Directive: Edit the following lines so that every occurrence of "positive clicks" becomes "foreground clicks", and leave everything else unchanged.

Data entries:
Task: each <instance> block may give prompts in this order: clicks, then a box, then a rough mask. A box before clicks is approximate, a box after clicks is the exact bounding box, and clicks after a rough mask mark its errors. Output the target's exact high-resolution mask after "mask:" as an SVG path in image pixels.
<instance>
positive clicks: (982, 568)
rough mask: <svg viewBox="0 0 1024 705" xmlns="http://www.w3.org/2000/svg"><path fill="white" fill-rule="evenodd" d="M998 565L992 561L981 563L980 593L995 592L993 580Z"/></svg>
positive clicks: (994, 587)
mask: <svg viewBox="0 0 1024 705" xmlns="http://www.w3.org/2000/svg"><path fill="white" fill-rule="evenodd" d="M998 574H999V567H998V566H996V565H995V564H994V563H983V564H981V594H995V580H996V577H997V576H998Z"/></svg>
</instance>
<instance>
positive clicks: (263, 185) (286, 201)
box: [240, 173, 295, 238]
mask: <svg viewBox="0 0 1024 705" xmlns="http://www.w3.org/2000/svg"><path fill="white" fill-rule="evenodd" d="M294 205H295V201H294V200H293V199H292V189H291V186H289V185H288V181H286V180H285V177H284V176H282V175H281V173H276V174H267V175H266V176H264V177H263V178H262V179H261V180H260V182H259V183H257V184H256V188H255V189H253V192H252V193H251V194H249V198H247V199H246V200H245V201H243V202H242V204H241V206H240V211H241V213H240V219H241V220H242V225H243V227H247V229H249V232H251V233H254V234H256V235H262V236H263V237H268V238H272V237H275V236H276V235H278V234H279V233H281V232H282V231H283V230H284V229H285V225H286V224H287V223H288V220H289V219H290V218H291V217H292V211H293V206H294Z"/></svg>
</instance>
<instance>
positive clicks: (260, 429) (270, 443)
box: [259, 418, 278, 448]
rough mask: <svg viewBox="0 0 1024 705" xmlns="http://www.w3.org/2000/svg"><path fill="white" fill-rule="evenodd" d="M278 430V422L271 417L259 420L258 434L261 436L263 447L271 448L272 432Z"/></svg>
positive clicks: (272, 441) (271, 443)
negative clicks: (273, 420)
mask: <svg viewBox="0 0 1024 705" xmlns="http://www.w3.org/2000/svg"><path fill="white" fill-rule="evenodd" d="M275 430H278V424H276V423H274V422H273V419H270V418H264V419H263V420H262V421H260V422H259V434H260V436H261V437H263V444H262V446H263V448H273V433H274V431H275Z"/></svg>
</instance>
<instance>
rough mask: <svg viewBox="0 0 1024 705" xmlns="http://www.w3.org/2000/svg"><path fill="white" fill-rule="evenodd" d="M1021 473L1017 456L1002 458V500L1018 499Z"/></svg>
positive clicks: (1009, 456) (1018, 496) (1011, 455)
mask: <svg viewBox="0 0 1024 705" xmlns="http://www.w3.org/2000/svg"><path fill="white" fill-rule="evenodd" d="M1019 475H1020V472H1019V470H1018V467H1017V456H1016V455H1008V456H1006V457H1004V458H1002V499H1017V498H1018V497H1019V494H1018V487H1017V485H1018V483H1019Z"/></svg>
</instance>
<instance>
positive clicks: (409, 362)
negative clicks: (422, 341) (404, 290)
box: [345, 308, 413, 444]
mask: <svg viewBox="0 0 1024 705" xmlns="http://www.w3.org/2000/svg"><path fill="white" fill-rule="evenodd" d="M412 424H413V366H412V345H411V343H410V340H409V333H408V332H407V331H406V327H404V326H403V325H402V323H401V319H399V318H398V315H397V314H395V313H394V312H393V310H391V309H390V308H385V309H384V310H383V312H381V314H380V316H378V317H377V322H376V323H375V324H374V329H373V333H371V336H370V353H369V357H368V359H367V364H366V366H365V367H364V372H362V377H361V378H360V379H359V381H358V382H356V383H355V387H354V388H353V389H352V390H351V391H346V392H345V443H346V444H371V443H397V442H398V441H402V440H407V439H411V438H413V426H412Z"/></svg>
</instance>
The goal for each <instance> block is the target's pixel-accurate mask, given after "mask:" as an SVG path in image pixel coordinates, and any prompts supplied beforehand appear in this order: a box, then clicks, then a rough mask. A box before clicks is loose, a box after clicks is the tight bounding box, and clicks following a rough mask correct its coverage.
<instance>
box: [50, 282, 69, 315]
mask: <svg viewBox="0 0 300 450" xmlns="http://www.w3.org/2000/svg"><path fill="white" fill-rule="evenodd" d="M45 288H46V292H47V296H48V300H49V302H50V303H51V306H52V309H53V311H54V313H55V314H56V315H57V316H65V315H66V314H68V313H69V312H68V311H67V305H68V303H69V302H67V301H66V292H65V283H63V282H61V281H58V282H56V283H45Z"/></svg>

Written answer:
Task: each <instance> block may give prompts in this order: clicks, then a box, then a rough mask. A box before clicks is approximate, a box after clicks is the exact bounding box, and clicks after a rough mask mark its errors. Output the target's exact high-resolution mask after "mask:" as an SVG path in image pixels.
<instance>
foreground clicks: (982, 568)
rough mask: <svg viewBox="0 0 1024 705" xmlns="http://www.w3.org/2000/svg"><path fill="white" fill-rule="evenodd" d="M998 565L992 561L981 563L980 593L995 592L993 580Z"/></svg>
foreground clicks: (994, 587)
mask: <svg viewBox="0 0 1024 705" xmlns="http://www.w3.org/2000/svg"><path fill="white" fill-rule="evenodd" d="M998 574H999V567H998V566H996V565H995V564H994V563H983V564H981V594H995V580H996V577H997V576H998Z"/></svg>
</instance>
<instance>
foreground clicks: (263, 185) (286, 201)
box: [240, 173, 295, 238]
mask: <svg viewBox="0 0 1024 705" xmlns="http://www.w3.org/2000/svg"><path fill="white" fill-rule="evenodd" d="M294 205H295V201H294V200H293V199H292V189H291V186H289V185H288V181H286V180H285V177H284V176H282V175H281V173H276V174H267V175H266V176H264V177H263V178H262V179H261V180H260V182H259V183H257V184H256V188H255V189H253V192H252V193H251V194H249V198H247V199H246V200H245V201H243V202H242V204H241V206H240V211H241V213H240V219H241V220H242V225H243V227H247V229H249V232H251V233H254V234H256V235H262V236H263V237H268V238H272V237H275V236H276V235H278V234H279V233H281V232H282V231H283V230H284V229H285V225H286V224H287V223H288V220H289V219H290V218H291V217H292V211H293V206H294Z"/></svg>
</instance>
<instance>
foreground clicks: (260, 429) (270, 443)
box: [259, 418, 278, 448]
rough mask: <svg viewBox="0 0 1024 705" xmlns="http://www.w3.org/2000/svg"><path fill="white" fill-rule="evenodd" d="M278 430V422L271 417L259 420L258 434L261 436L263 447L271 448L272 432Z"/></svg>
foreground clicks: (272, 441) (271, 443)
negative clicks: (273, 420)
mask: <svg viewBox="0 0 1024 705" xmlns="http://www.w3.org/2000/svg"><path fill="white" fill-rule="evenodd" d="M275 430H278V424H276V423H274V422H273V419H270V418H264V419H263V420H262V421H260V422H259V434H260V436H261V437H263V444H262V446H263V448H273V433H274V431H275Z"/></svg>
</instance>
<instance>
rough mask: <svg viewBox="0 0 1024 705" xmlns="http://www.w3.org/2000/svg"><path fill="white" fill-rule="evenodd" d="M1021 473L1017 456L1002 458V500L1018 499Z"/></svg>
foreground clicks: (1009, 456) (1018, 496) (1011, 455)
mask: <svg viewBox="0 0 1024 705" xmlns="http://www.w3.org/2000/svg"><path fill="white" fill-rule="evenodd" d="M1019 475H1020V472H1019V470H1018V467H1017V456H1016V455H1008V456H1006V457H1004V458H1002V499H1017V498H1018V497H1019V494H1018V487H1017V485H1018V483H1019Z"/></svg>
</instance>
<instance>
foreground clicks: (409, 362)
negative clicks: (422, 341) (404, 290)
box: [345, 308, 413, 444]
mask: <svg viewBox="0 0 1024 705" xmlns="http://www.w3.org/2000/svg"><path fill="white" fill-rule="evenodd" d="M412 424H413V366H412V345H411V343H410V340H409V333H408V332H407V331H406V327H404V326H403V325H402V323H401V319H399V318H398V315H397V314H395V313H394V312H393V310H391V309H390V308H385V309H384V310H383V312H381V314H380V316H378V317H377V322H376V323H375V324H374V329H373V333H371V336H370V353H369V357H368V359H367V364H366V366H365V367H364V372H362V377H361V378H360V379H359V381H358V382H356V383H355V387H354V388H353V389H352V390H351V391H346V392H345V443H346V444H371V443H397V442H398V441H402V440H407V439H411V438H413V426H412Z"/></svg>
</instance>
The goal for each <instance> block is the target's pixel-accurate mask, given after "mask:" as an SVG path in image pixel coordinates, and any prompts supplied beforehand appear in this order: a box, then clicks, then a rough mask. A box before clicks is loose, a box after clicks is the tight bounding box, and clicks following a rough mask correct its coverage.
<instance>
box: [50, 282, 69, 315]
mask: <svg viewBox="0 0 300 450" xmlns="http://www.w3.org/2000/svg"><path fill="white" fill-rule="evenodd" d="M45 288H46V292H47V296H48V300H49V302H50V303H51V306H52V309H53V311H54V313H55V314H56V315H57V316H65V315H66V314H68V313H69V312H68V311H67V305H68V303H69V302H67V301H66V292H65V283H63V282H61V281H58V282H56V283H45Z"/></svg>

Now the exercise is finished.